=== WHAT IS BEING ASKED ===
Extract each line of the entries below that contains the word "blonde", copying the whole line.

=== THE INPUT ===
· · · · ·
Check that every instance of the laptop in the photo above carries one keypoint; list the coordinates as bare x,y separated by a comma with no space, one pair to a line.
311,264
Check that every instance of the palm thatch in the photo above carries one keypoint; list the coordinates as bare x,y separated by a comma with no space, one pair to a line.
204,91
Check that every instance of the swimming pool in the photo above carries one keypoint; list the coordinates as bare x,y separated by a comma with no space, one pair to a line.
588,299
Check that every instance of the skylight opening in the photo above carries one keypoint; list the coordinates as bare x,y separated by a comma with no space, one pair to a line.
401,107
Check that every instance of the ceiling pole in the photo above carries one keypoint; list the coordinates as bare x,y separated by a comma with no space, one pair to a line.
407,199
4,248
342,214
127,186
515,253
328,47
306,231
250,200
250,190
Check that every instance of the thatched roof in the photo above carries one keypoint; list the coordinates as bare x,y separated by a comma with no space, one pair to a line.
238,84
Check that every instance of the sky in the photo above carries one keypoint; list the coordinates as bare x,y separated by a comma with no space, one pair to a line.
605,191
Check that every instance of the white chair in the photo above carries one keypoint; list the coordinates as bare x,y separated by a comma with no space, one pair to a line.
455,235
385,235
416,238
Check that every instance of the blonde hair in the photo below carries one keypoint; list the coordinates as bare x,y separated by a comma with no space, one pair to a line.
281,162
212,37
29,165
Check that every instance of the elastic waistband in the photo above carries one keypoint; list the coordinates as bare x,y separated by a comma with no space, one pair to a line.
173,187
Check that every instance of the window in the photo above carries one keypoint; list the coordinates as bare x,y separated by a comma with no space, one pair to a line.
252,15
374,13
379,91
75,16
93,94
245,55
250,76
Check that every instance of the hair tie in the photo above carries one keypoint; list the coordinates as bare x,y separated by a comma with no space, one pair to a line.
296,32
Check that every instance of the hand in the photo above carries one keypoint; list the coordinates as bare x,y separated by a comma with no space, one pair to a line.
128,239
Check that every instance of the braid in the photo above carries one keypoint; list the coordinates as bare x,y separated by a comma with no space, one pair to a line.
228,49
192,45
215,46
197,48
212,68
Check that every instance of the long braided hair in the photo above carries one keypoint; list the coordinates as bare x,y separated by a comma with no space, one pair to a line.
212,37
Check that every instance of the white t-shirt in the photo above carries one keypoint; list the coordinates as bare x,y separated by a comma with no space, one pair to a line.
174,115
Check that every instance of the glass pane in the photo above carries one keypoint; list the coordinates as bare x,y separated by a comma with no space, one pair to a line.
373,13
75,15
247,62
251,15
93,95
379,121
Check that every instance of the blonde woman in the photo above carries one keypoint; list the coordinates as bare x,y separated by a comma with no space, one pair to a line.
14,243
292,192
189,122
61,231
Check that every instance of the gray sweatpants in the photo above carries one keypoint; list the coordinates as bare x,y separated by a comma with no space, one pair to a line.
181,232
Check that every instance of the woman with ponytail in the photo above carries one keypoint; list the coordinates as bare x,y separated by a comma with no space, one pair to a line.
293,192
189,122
· · · · ·
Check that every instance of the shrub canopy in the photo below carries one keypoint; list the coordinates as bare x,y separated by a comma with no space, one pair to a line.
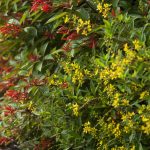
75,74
· · · · ·
=== OUTPUT FOR THIS TASK ===
Check that every instance of the blonde hair in the photo below carries one keypoint; list the coordinates as bare x,y separated by a comma with no space, one pair to a line.
Check that every instance of the blonde woman in the photo above carries one keypoint; list the coordinates as bare x,y separated by a comma with no space, one pair to a line.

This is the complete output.